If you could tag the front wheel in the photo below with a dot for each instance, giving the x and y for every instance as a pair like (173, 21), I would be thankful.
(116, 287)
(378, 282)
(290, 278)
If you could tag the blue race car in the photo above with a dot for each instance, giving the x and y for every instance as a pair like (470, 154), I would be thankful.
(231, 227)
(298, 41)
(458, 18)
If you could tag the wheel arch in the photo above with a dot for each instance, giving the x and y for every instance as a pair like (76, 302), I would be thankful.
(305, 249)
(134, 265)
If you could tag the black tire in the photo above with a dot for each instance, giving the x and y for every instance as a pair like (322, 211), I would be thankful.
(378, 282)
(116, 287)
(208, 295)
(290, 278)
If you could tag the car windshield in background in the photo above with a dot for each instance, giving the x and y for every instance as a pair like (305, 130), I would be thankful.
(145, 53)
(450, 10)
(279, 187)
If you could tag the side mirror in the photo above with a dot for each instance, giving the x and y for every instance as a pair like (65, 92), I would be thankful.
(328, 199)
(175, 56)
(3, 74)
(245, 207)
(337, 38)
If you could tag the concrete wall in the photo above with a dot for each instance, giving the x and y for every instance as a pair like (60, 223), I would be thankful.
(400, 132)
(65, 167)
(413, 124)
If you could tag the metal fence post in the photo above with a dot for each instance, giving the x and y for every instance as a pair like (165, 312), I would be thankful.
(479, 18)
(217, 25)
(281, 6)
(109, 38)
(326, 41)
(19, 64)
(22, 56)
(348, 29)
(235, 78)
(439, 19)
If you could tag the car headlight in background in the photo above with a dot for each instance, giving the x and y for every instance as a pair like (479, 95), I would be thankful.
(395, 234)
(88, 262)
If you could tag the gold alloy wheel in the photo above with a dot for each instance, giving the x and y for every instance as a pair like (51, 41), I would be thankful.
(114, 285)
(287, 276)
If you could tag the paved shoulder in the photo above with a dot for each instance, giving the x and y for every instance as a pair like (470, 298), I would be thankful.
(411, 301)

========================================

What to work on => Without any change, reproduce the listing above in full.

Answer below =>
If you could tag the front wheel in the photo below with a dot for each instance, giving the x and y for every instance as a pair like (173, 21), I would be thankful.
(116, 287)
(378, 282)
(290, 278)
If you could tag the blue race car in the photo above with a dot for each instance, giving the x and y for every instance as a pair like (470, 154), I would be thankful.
(231, 227)
(298, 41)
(458, 18)
If you could tag the wheel arch in the photo above with a dot for each instance, giving the x and y for every instance as a pair like (76, 302), I would be thankful.
(305, 249)
(134, 265)
If you could tag the black tire in the photo above with a dot for each instance, giving the x and y for every instance as a pair like (322, 211), I would be thankful.
(378, 282)
(116, 287)
(208, 295)
(290, 278)
If you could tag the car windshield in background in the photo above with a dot for each instance, giving the x and y for every instance as a pair like (305, 130), I would be thankful.
(145, 53)
(450, 10)
(279, 187)
If you could tag the side mirror in the photo above with a dot for each instance, giving the x and y for every instance as a pair like (65, 92), I would be thankful.
(328, 199)
(175, 56)
(3, 74)
(245, 207)
(337, 38)
If you could tag the concrete wall in the photo above with a dot for each instance, giving the x and y for every instance as a pair like (60, 223), I would be thankful.
(400, 132)
(65, 167)
(413, 124)
If you could tag the metal fence post in the photo above with a dot for each instance, giving the x and y for every instance as a pair like (165, 312), I would be thankful.
(479, 18)
(217, 25)
(281, 6)
(109, 38)
(326, 41)
(19, 64)
(22, 56)
(348, 29)
(235, 78)
(439, 19)
If you could tag the car headlight in background in the photo above with a dot for each instance, giving the x and y for every instance as a pair like (479, 95), I would be thankful.
(395, 234)
(88, 262)
If you could tag the gold alloy wheel in the photo above with a dot for each instance, giving the x and y for every instance as a pair like (51, 41), I would be thankful.
(114, 285)
(287, 276)
If you could tag the paved shoulder in the photo above with a dot for each instance, giving the x and y for every instance as a pair like (470, 298), I would be thankful.
(411, 301)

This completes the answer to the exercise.